**Challenges:**
1 - Decide whether each of these statements agrees with the post about 2010 trading systems: (a) the author aimed to develop at least 10 automated trading strategies in 2010, (b) Teyacanani was developed before Kutichiy, and (c) the author built the single coding framework without anyone's help. Answer yes or no for each, and quote the deciding words of the post.
2 - Rewrite the post about 2010 trading systems from "Definitely this year" up to and including "towards trading success.", putting "troubleshooting" in place of "debugging".

**Selection:**
Last Week of the Year : The Trading Systems Developed in 2010, Tips and Insights About System Design

As I mentioned on yesterday’s post, 2010 was a very important year for me regarding my evolution towards a much more professional trading mindset. One of the things that contributed the most to this was the system development process which happened this year along with all the different consequences it had. On today’s post I want to talk to you about some of the things I have learned through this year about system development and why they were so important for me regarding my evolution towards becoming a much more polished and professional algorithmic forex trader. Within the next few paragraphs you will learn about how system development was tackled, what was avoided and how this lead to the creation of many successful systems within the Asirikuy community.

Definitely one of my clear goals for the year 2010 was to develop at the very least 10 different automated trading strategies to use within the Asirikuy community. To tell you the truth, when I began this process in January it seemed like a very large obstacle since system development was taking me almost a month of hard work and analysis for every single system I wanted to develop. The reason why it took me so long to develop strategies was mainly because my development process requires a very in-depth analysis and understanding of the trading tactic being developed going through every single trade within a 10 year backtest after every significant logic addition/modification to better understand the tactic used and the consequences changes had on long term statistical characteristics.

During the first half of the year this development process first led to Kutichiy and then to Teyacanani, two trading tactics which where developed based on an extensive analysis and understanding of the EUR/USD which – in the case of Teyacanani – was extrapolated to other currency pairs with good success. Perhaps one of the most important lesson I drew from the development of these systems was that it is absolutely vital to know your system in a trade-by-trade basis and to understand the possible effect that some modification may have on its long term statistical characteristics. For example through 2010 many people suggested the use of “trailing stops” or similar tactics for these strategies without realizing that the long term statistical characteristics are damaged by attempting to “minimize giving back” in this way. Through my understanding of the trading of these strategies I was able to discard many options without having to actually implement them something which left me with a very deep knowledge about the strategies and the necessary ability to improve them further in the future if this becomes necessary.

After these two systems Asirikuy grew even bigger with the implementation of Ayotl, then Quimichi, Sapaq and Atinalla FE. Perhaps my biggest achievement with this second “system set” was my improvement as a programmer in general. I have to recognize that the first versions of Asirikuy systems (the ones released in 2009 and early 2010) where quite primitive in their coding nature without too much attention to technical detail and a general lack of adequate error handling practices. After the development of Teyacanani I realized that it was very important to have a professional coding framework in which to develop our systems, something that prompted me to recode all the systems into a single framework which was developed with the invaluable collaboration of a great programmer at Asirikuy.

Definitely this year taught me that having adequate programming is not only extremely beneficial from a functional perspective but it also allows communication between users about the systems to be much easier and debugging and updating becomes almost trivial. If you are developing trading systems then developing a professional framework in which to “house” your ideas is going to be an important part of your job towards trading success.

**Saved data entries:**
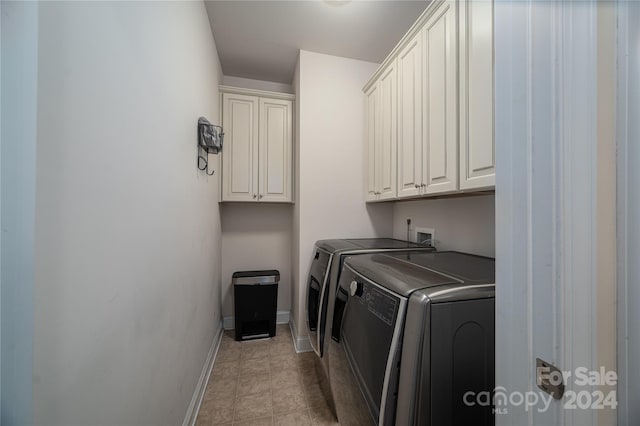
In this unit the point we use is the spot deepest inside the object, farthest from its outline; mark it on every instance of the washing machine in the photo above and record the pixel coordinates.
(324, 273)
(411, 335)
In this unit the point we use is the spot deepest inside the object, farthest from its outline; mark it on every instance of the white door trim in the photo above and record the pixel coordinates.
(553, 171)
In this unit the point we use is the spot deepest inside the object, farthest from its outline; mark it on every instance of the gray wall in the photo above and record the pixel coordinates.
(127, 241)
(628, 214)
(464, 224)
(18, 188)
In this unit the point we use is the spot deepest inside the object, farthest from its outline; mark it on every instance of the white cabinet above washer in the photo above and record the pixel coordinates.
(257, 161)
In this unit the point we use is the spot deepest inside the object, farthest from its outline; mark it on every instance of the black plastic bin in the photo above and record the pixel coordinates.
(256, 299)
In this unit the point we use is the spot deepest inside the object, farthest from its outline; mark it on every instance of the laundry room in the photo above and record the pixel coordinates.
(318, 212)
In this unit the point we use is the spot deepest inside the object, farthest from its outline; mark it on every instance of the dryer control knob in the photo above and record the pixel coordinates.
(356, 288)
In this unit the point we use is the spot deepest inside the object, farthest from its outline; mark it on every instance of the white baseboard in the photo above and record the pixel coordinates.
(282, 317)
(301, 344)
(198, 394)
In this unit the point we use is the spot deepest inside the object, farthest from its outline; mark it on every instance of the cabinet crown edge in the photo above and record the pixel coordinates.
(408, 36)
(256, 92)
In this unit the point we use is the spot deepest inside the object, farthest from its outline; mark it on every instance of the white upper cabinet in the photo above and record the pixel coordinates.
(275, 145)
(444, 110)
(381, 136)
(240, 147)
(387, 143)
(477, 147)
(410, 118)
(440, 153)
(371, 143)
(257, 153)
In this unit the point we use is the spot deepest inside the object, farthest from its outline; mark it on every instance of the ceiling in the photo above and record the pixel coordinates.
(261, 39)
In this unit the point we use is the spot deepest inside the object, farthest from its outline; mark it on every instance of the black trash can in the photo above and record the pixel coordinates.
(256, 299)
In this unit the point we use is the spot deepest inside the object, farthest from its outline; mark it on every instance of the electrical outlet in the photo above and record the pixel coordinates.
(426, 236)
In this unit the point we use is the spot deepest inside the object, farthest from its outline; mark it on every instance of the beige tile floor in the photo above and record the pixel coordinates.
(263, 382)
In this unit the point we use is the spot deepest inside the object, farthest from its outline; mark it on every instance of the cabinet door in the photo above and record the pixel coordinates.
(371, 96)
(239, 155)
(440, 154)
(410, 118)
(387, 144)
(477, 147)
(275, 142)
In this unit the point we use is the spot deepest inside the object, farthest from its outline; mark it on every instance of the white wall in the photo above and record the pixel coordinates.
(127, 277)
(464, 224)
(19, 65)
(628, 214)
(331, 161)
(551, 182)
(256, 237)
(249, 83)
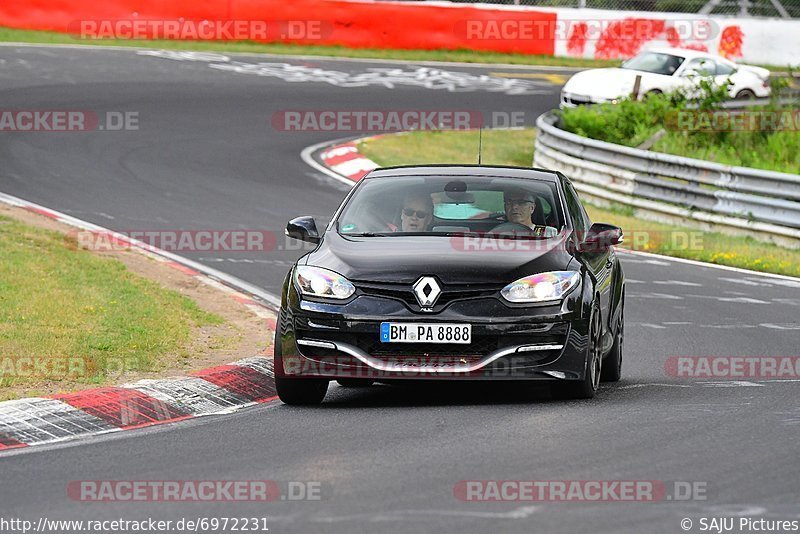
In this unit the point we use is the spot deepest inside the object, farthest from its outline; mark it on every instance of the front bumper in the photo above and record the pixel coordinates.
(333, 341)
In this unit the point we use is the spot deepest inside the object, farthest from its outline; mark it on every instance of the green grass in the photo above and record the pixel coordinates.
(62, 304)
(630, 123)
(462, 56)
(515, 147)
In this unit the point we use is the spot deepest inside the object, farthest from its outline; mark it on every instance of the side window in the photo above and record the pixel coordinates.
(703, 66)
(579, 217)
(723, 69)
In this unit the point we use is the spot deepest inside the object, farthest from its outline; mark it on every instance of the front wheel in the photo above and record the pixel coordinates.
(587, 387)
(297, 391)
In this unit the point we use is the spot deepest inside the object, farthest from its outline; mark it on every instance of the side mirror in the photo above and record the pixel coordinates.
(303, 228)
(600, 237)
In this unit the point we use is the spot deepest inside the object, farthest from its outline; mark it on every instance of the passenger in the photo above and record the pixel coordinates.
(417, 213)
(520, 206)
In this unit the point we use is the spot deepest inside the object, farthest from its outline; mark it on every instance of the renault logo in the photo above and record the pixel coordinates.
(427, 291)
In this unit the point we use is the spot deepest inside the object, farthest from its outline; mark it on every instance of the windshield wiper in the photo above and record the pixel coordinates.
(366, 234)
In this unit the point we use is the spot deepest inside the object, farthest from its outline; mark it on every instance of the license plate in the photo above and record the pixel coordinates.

--

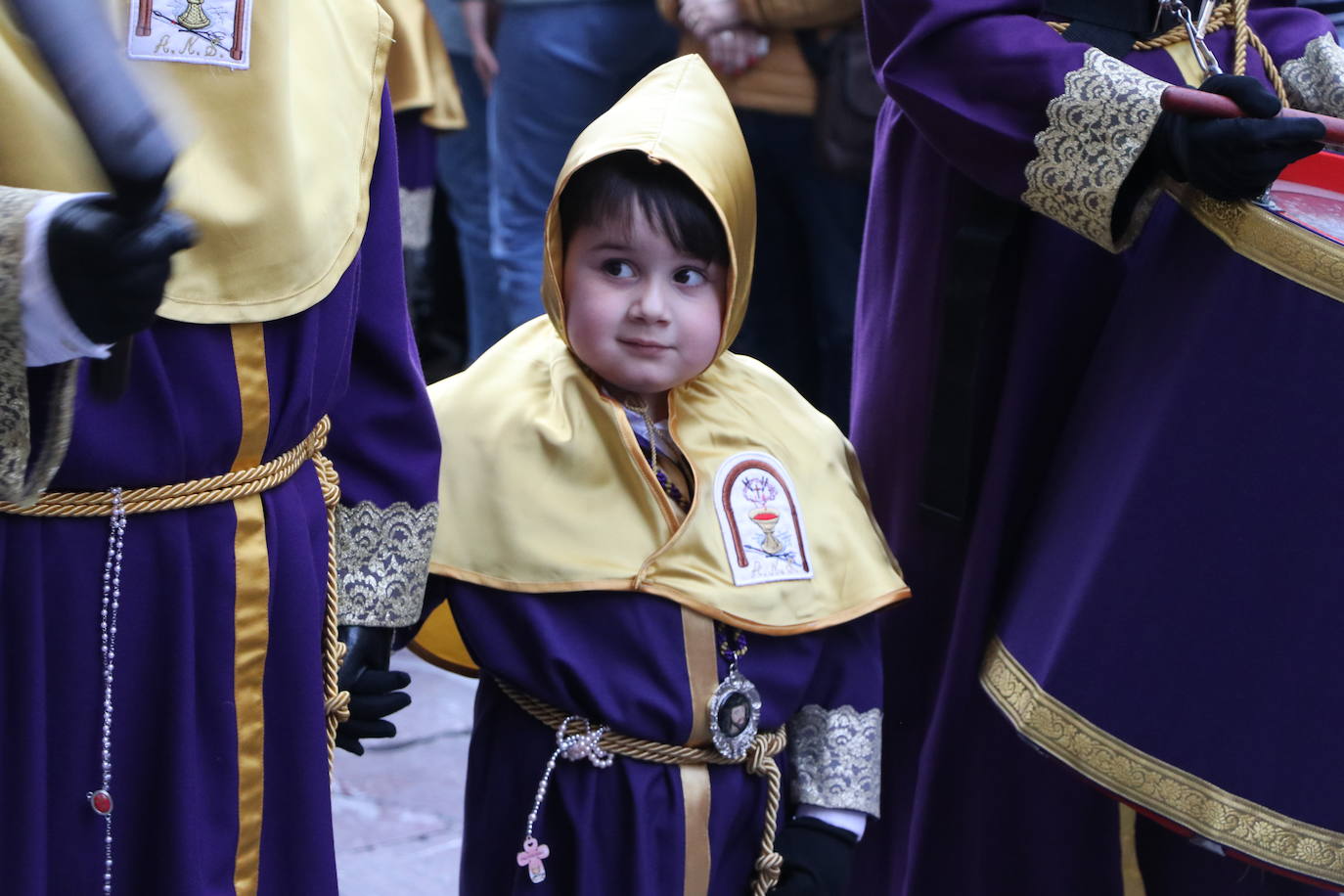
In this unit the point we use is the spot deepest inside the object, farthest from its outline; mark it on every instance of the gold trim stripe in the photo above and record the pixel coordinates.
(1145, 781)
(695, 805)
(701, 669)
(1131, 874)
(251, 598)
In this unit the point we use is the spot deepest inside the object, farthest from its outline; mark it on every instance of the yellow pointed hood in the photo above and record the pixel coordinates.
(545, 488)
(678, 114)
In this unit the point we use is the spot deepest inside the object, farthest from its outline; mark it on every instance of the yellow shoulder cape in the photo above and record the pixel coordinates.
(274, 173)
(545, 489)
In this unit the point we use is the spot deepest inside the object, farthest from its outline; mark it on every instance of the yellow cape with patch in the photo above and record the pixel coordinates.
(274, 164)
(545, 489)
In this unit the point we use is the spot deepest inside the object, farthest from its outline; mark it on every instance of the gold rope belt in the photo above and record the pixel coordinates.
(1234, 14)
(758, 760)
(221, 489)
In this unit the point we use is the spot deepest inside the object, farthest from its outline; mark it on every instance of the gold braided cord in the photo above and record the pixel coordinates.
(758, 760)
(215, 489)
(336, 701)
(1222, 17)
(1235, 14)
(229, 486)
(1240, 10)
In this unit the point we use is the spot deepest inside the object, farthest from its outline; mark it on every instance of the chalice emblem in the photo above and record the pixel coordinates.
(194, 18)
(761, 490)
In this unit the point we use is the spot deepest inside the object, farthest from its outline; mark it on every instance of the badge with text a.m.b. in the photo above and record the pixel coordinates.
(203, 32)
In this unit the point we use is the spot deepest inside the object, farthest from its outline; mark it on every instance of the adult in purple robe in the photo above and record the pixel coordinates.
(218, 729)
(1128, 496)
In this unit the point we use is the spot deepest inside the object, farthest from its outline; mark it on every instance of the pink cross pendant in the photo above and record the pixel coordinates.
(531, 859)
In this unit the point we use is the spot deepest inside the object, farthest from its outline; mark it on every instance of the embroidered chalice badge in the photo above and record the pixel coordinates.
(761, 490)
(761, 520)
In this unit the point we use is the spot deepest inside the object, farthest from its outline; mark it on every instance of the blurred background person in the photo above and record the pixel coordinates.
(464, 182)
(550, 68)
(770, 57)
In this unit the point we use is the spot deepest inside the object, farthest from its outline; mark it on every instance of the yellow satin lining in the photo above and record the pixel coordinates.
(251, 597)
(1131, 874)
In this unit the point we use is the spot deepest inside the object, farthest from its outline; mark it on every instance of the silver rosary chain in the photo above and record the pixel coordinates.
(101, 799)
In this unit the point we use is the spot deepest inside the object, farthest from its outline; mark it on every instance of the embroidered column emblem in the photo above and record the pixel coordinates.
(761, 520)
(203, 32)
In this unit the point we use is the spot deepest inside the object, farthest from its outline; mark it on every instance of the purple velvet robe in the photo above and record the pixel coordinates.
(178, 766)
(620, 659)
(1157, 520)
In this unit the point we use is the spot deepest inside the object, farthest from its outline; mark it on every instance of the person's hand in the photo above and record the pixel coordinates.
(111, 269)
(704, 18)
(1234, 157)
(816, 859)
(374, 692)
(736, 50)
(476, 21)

---

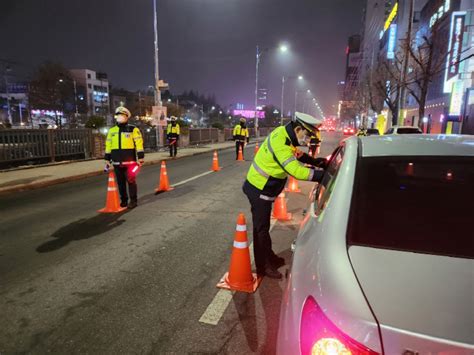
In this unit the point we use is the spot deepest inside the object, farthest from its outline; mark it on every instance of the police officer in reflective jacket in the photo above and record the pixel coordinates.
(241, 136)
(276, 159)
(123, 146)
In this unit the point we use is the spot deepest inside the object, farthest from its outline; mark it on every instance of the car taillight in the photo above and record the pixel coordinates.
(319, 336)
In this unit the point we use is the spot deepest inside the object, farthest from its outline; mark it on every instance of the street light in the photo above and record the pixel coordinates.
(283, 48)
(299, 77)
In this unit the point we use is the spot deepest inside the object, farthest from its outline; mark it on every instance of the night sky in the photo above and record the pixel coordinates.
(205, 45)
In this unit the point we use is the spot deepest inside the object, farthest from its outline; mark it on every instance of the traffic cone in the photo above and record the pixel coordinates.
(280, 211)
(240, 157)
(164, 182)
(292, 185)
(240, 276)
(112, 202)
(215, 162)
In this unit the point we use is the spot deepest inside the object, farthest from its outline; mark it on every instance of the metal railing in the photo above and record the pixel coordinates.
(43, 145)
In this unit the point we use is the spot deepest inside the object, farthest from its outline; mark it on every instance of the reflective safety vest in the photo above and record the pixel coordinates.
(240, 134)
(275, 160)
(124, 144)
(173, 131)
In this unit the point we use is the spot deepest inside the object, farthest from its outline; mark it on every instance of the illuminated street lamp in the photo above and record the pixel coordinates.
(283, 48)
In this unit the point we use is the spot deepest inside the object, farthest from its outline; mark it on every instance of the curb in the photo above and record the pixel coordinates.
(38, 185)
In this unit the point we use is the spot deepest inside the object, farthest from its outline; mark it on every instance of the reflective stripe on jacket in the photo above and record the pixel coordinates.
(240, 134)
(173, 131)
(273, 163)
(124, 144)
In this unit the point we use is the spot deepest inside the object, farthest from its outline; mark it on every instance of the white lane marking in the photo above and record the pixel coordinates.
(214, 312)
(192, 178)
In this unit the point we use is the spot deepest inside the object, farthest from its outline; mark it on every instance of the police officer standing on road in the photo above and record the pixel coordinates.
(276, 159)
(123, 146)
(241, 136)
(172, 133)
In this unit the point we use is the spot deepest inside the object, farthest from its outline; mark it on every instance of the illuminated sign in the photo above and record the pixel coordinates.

**Results:**
1 -
(a) Yes: "develop at the very least 10 different automated trading strategies to use within the Asirikuy community"
(b) No: "this development process first led to Kutichiy and then to Teyacanani"
(c) No: "developed with the invaluable collaboration of a great programmer at Asirikuy"

2 -
Definitely this year taught me that having adequate programming is not only extremely beneficial from a functional perspective but it also allows communication between users about the systems to be much easier and troubleshooting and updating becomes almost trivial. If you are developing trading systems then developing a professional framework in which to “house” your ideas is going to be an important part of your job towards trading success.